Directions for this task
Can you extract the passage of the podcast transcript starting with "And his dad's" and going on through "respectfully, young man.", word for word?
**** Document extract
He was not a good looking guy when he was older.
I'm no, he was not.

Speaker 2 (10:08):
Fuck he fell out of the ugly tree and had
at least five or six branches.

Speaker 1 (10:12):
I mean, I don't know if he was that ugly,
but he was not. I would not classify him as
good a good looking politicians. Yeah, so anyway, So but
as a kid, he was good looking or better looking.
And his dad's you know, prominent governor who was very popular,
and so he did get quite a bit of attention.

(10:32):
And he had this last name that everybody in Kentucky knew,
and so Steve he grew up going to like fancy
parties and being recognized as part of this family, probably
getting his way a lot with stuff and everything. Despite
all this, though, they did say he was a nice
He was a generally like nice person.

Speaker 2 (10:53):
He wasn't respectfully, young man.

Speaker 1 (10:55):
Yes. So in nineteen ninety one, Steve decides to move
into the political world where he is elected as a
state represent representative. So he that's when he's done the
Kentucky Senate.

Speaker 2 (11:07):
Stewart, it sounds like his state rep.

Speaker 1 (11:10):
Not a senator, No, I think he No, he's a
I thought he was a senator in the Kentucky Senate.
He's a senator. I probably just put that, Stewart, Okay, Now,
why do you have to argue with me.

Speaker 2 (11:26):
I'm just telling you what you wrote.

Speaker 1 (11:29):
He was a senator, Okay. I later wrote senator, which
is what he was. Oh, but I put he serves
in the house.

Speaker 3 (11:39):
I don't know, Stu. Okay.

Speaker 1 (11:41):
I had to write my my.

Speaker 2 (11:43):
Work, like I hope you did it better than you
wrote this.

Speaker 1 (11:48):
Where I work, we have to write our own pat
on the back, our own de It's called like, uh,
what is it? But you're like your annual review or whatever.
So you have to write your coming I word for
is weird. So you have to write your own So
I had to spend like four hours today because I
have to get it. I had to get it done today.
So I spent like four hours today writing, telling every

(12:11):
like typing up out how great I am. And yes,
it's a very weird system. I'm not going to go
into it. But anyway, so yeah, i'd fried my brain.
So yes, I did reread my thing because it is
work like several times.

Speaker 2 (12:29):
Yeah, I hope that you didn't like you did this.

Speaker 1 (12:32):
I don't know it could I've got I got a
meet in the morning with my boss and he'll probably
be like, what's what the fuck.

Speaker 3 (12:36):
You were trying to say here? I'll be like, sorry,
is the draft.

Speaker 1 (12:43):
Anyway? So they so he ends up in the Senate
or the House one or the other, one or the
other for the next fifteen years. And they talk about
him being like a compassionate person and you know, wanting
to help out with the underprivileged like his father. His
dad was no own kind of for his policies where
he would you know, start public programs and this included

(13:06):
public television and other programs to help the underprivilege. Now,
Louis was wonderful in the public's eye, like I said,
very popular governor. However, behind the scenes he was known
to be very tough, very critical. I mean, I'm assuming
most politicians behind the scenes, if you if you're rising
to that level or whatever, you're probably not the I

(13:28):
wouldn't say you're one hundred percent nice behind the scenes.
********
**** Dataset excerpts
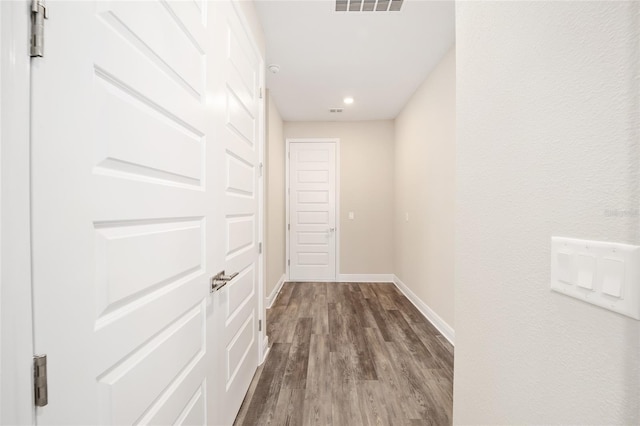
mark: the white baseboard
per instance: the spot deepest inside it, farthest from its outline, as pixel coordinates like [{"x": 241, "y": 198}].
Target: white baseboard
[
  {"x": 366, "y": 278},
  {"x": 274, "y": 293},
  {"x": 265, "y": 349},
  {"x": 445, "y": 329}
]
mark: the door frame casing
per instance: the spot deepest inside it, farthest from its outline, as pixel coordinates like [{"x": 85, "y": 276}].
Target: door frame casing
[
  {"x": 287, "y": 194},
  {"x": 16, "y": 314},
  {"x": 263, "y": 343}
]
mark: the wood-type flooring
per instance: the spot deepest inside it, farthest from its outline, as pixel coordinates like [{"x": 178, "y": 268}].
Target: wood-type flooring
[{"x": 349, "y": 354}]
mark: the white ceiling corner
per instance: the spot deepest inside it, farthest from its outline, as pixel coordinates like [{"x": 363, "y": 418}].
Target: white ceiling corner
[{"x": 379, "y": 58}]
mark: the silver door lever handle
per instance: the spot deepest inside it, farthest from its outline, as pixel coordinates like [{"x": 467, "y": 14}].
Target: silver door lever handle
[{"x": 220, "y": 280}]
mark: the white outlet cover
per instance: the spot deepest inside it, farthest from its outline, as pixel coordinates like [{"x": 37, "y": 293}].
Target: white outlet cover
[{"x": 597, "y": 272}]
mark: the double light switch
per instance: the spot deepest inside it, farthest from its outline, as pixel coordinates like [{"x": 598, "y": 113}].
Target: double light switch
[{"x": 601, "y": 273}]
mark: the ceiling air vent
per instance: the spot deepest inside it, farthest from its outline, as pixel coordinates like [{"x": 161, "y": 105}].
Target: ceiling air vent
[{"x": 368, "y": 5}]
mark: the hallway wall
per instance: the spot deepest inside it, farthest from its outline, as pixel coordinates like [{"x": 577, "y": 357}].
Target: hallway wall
[
  {"x": 366, "y": 188},
  {"x": 547, "y": 123},
  {"x": 425, "y": 190},
  {"x": 275, "y": 220}
]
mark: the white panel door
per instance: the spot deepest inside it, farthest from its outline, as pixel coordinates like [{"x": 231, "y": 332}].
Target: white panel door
[
  {"x": 128, "y": 201},
  {"x": 312, "y": 211},
  {"x": 235, "y": 307}
]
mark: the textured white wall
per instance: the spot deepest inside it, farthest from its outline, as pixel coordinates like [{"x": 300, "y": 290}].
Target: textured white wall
[
  {"x": 547, "y": 123},
  {"x": 425, "y": 189},
  {"x": 275, "y": 229},
  {"x": 366, "y": 188}
]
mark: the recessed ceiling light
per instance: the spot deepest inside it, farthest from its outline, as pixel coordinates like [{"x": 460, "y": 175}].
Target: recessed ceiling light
[{"x": 274, "y": 68}]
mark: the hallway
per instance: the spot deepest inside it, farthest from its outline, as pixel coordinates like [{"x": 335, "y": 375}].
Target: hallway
[{"x": 350, "y": 354}]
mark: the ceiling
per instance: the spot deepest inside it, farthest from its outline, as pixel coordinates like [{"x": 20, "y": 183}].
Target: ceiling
[{"x": 378, "y": 58}]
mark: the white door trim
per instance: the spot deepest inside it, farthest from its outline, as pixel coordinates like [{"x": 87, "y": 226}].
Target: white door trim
[
  {"x": 16, "y": 332},
  {"x": 287, "y": 195},
  {"x": 263, "y": 344}
]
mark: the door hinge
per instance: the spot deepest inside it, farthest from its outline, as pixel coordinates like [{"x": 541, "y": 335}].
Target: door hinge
[
  {"x": 40, "y": 391},
  {"x": 38, "y": 15}
]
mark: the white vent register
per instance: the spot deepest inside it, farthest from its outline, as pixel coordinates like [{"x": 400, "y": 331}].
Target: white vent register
[{"x": 600, "y": 273}]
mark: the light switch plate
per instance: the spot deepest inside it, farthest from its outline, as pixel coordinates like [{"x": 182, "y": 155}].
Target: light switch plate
[{"x": 597, "y": 272}]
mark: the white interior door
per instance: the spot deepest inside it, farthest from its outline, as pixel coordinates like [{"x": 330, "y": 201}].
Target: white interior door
[
  {"x": 235, "y": 308},
  {"x": 312, "y": 211},
  {"x": 129, "y": 215}
]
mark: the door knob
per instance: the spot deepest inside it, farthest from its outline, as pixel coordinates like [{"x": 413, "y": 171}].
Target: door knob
[{"x": 220, "y": 280}]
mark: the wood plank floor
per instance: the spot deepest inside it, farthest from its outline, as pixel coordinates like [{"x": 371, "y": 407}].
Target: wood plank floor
[{"x": 350, "y": 354}]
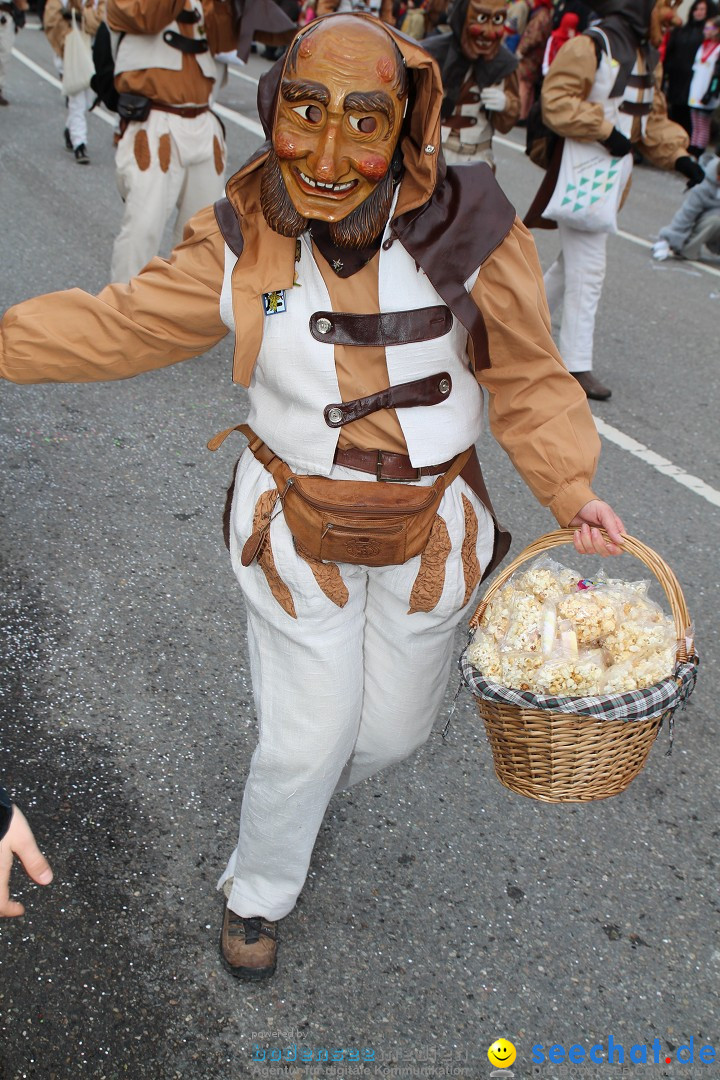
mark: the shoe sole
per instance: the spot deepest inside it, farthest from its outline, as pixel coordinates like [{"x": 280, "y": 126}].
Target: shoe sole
[{"x": 248, "y": 974}]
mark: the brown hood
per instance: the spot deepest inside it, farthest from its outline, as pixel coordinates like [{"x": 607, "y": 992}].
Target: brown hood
[{"x": 423, "y": 167}]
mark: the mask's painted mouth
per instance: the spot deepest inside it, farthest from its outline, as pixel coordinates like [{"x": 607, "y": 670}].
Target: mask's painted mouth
[{"x": 316, "y": 187}]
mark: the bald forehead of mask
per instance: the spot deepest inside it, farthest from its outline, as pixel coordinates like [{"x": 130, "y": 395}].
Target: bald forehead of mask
[
  {"x": 484, "y": 28},
  {"x": 339, "y": 115}
]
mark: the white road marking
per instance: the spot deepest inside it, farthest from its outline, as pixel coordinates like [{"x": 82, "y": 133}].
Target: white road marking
[
  {"x": 612, "y": 434},
  {"x": 662, "y": 464}
]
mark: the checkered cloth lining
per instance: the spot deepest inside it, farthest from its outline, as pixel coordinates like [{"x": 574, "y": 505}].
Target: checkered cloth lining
[{"x": 634, "y": 705}]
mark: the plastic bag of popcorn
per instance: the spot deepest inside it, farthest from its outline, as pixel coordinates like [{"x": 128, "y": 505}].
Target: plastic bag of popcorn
[
  {"x": 519, "y": 670},
  {"x": 484, "y": 653},
  {"x": 643, "y": 629},
  {"x": 545, "y": 579},
  {"x": 641, "y": 672},
  {"x": 571, "y": 676},
  {"x": 525, "y": 631}
]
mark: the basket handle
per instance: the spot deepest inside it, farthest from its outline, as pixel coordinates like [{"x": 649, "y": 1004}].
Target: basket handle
[{"x": 630, "y": 547}]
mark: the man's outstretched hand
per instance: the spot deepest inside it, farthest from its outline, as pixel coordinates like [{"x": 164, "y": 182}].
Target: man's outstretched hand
[
  {"x": 18, "y": 840},
  {"x": 588, "y": 521}
]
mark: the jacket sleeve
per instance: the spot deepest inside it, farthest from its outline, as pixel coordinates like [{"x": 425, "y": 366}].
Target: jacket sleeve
[
  {"x": 505, "y": 121},
  {"x": 143, "y": 16},
  {"x": 538, "y": 412},
  {"x": 565, "y": 91},
  {"x": 664, "y": 140},
  {"x": 170, "y": 312},
  {"x": 92, "y": 17}
]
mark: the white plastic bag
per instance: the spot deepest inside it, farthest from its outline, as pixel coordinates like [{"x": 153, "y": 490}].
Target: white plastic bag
[
  {"x": 591, "y": 181},
  {"x": 78, "y": 67},
  {"x": 589, "y": 186}
]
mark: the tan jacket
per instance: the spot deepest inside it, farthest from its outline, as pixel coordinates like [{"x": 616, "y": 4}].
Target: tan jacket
[
  {"x": 57, "y": 27},
  {"x": 171, "y": 312},
  {"x": 567, "y": 110}
]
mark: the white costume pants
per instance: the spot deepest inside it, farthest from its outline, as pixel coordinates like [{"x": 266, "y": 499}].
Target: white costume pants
[
  {"x": 7, "y": 36},
  {"x": 575, "y": 281},
  {"x": 165, "y": 163},
  {"x": 77, "y": 120},
  {"x": 340, "y": 692}
]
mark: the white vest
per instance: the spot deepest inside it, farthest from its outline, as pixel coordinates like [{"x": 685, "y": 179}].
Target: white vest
[
  {"x": 295, "y": 376},
  {"x": 135, "y": 52}
]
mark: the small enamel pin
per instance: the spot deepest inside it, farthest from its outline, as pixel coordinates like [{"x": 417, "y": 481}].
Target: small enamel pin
[{"x": 274, "y": 302}]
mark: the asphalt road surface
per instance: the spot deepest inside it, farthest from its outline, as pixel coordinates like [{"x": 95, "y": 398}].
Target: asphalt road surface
[{"x": 442, "y": 910}]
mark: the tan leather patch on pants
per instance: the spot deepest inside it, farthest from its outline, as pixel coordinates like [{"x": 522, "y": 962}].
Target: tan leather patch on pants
[
  {"x": 471, "y": 565},
  {"x": 141, "y": 150},
  {"x": 428, "y": 588},
  {"x": 164, "y": 151},
  {"x": 266, "y": 559},
  {"x": 218, "y": 156},
  {"x": 328, "y": 578}
]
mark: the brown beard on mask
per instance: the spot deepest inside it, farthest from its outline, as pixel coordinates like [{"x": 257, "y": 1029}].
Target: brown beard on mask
[{"x": 357, "y": 230}]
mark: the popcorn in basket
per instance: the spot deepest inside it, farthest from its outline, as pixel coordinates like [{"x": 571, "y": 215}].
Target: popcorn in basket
[{"x": 574, "y": 677}]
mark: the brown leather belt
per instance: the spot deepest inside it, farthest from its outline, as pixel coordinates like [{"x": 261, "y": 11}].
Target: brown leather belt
[
  {"x": 382, "y": 464},
  {"x": 180, "y": 110}
]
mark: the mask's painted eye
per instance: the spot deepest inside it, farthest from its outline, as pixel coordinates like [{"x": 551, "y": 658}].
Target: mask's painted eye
[
  {"x": 364, "y": 124},
  {"x": 310, "y": 112}
]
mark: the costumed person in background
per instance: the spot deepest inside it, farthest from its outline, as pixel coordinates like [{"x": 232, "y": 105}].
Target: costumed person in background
[
  {"x": 57, "y": 23},
  {"x": 682, "y": 44},
  {"x": 530, "y": 52},
  {"x": 172, "y": 154},
  {"x": 583, "y": 11},
  {"x": 12, "y": 19},
  {"x": 516, "y": 19},
  {"x": 418, "y": 284},
  {"x": 16, "y": 839},
  {"x": 704, "y": 95},
  {"x": 697, "y": 220},
  {"x": 632, "y": 28},
  {"x": 479, "y": 77},
  {"x": 383, "y": 9},
  {"x": 566, "y": 30}
]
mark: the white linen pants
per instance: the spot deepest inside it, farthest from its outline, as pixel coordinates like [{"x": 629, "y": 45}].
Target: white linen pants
[
  {"x": 340, "y": 692},
  {"x": 7, "y": 38},
  {"x": 165, "y": 163},
  {"x": 77, "y": 119},
  {"x": 575, "y": 281}
]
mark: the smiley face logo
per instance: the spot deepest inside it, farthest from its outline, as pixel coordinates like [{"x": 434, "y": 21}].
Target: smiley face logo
[{"x": 502, "y": 1054}]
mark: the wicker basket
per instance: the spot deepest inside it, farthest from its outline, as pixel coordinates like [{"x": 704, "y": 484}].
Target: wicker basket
[{"x": 557, "y": 757}]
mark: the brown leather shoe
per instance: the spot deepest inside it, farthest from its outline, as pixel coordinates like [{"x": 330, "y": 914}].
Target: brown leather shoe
[
  {"x": 592, "y": 386},
  {"x": 248, "y": 947}
]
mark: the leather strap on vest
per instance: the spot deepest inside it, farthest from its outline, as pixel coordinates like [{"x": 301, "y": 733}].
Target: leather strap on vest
[
  {"x": 184, "y": 44},
  {"x": 384, "y": 466},
  {"x": 456, "y": 122},
  {"x": 385, "y": 328},
  {"x": 428, "y": 391},
  {"x": 180, "y": 110}
]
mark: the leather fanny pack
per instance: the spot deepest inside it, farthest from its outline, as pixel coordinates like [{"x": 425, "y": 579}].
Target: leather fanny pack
[{"x": 336, "y": 521}]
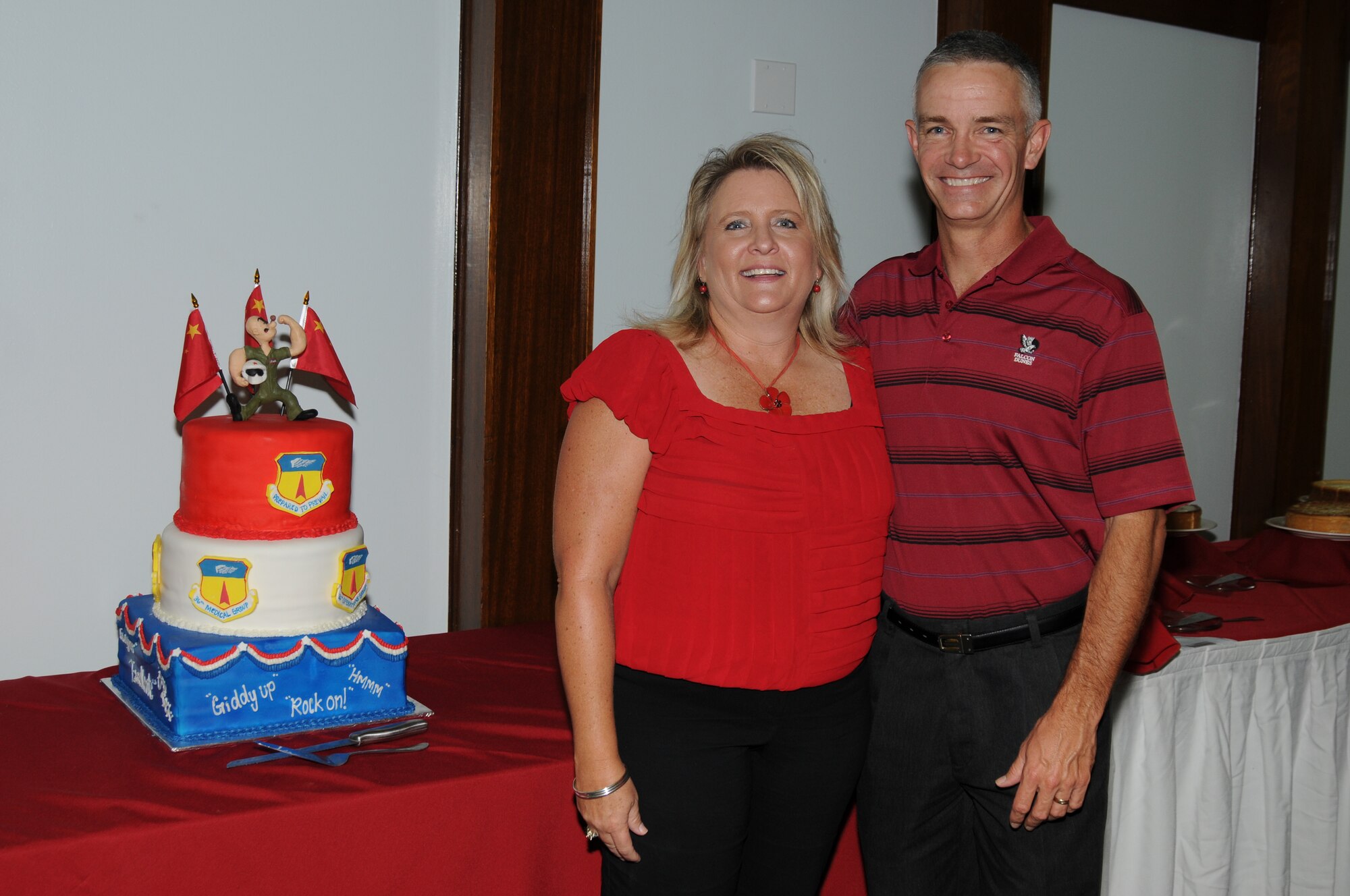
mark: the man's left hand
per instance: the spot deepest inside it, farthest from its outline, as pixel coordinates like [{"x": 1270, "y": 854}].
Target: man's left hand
[{"x": 1052, "y": 768}]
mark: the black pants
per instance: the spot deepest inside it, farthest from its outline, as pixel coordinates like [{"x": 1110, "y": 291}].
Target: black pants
[
  {"x": 742, "y": 791},
  {"x": 946, "y": 727}
]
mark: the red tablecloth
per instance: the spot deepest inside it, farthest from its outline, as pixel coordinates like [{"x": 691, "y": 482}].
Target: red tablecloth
[
  {"x": 1313, "y": 593},
  {"x": 92, "y": 804}
]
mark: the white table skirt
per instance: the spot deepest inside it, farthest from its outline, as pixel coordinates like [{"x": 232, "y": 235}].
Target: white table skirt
[{"x": 1231, "y": 773}]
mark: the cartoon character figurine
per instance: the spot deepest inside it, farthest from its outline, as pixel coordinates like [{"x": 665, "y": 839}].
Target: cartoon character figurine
[{"x": 257, "y": 368}]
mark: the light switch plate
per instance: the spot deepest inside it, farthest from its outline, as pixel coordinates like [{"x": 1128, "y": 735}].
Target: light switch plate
[{"x": 774, "y": 87}]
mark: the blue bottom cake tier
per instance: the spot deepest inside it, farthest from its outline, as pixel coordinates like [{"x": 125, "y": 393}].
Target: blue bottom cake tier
[{"x": 196, "y": 689}]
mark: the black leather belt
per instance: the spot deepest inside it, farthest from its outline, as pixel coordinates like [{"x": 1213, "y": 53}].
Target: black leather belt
[{"x": 967, "y": 643}]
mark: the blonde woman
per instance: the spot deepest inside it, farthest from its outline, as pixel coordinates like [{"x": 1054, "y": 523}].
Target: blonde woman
[{"x": 719, "y": 530}]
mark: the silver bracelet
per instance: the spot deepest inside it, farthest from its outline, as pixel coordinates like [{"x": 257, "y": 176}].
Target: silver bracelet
[{"x": 604, "y": 791}]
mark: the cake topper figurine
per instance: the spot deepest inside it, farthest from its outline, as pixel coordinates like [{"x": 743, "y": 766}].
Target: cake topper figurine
[{"x": 256, "y": 369}]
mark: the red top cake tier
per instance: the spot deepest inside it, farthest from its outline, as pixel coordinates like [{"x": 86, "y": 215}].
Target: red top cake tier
[{"x": 265, "y": 478}]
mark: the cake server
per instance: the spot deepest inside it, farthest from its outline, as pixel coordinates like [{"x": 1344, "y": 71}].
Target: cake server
[
  {"x": 356, "y": 739},
  {"x": 341, "y": 759}
]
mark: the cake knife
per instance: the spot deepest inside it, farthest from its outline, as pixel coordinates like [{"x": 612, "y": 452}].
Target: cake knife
[{"x": 356, "y": 739}]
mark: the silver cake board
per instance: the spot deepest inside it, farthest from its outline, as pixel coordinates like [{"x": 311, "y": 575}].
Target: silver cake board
[{"x": 179, "y": 744}]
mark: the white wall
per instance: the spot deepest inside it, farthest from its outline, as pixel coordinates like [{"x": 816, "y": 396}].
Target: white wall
[
  {"x": 1337, "y": 465},
  {"x": 676, "y": 82},
  {"x": 156, "y": 149},
  {"x": 1150, "y": 173}
]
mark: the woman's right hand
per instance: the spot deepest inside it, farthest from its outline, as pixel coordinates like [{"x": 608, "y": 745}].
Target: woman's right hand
[{"x": 615, "y": 820}]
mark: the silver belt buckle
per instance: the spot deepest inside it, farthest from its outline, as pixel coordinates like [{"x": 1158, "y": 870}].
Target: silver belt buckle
[{"x": 955, "y": 643}]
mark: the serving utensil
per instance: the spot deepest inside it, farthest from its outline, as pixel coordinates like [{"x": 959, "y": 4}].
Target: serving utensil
[
  {"x": 1205, "y": 623},
  {"x": 341, "y": 759},
  {"x": 356, "y": 739}
]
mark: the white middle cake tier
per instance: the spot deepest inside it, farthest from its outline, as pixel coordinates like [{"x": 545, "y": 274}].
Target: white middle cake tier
[{"x": 291, "y": 586}]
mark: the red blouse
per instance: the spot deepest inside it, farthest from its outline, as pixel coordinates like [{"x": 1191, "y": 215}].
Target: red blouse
********
Result of the task
And his dad's you know, prominent governor who was very popular,
and so he did get quite a bit of attention.

(10:32):
And he had this last name that everybody in Kentucky knew,
and so Steve he grew up going to like fancy
parties and being recognized as part of this family, probably
getting his way a lot with stuff and everything. Despite
all this, though, they did say he was a nice
He was a generally like nice person.

Speaker 2 (10:53):
He wasn't respectfully, young man.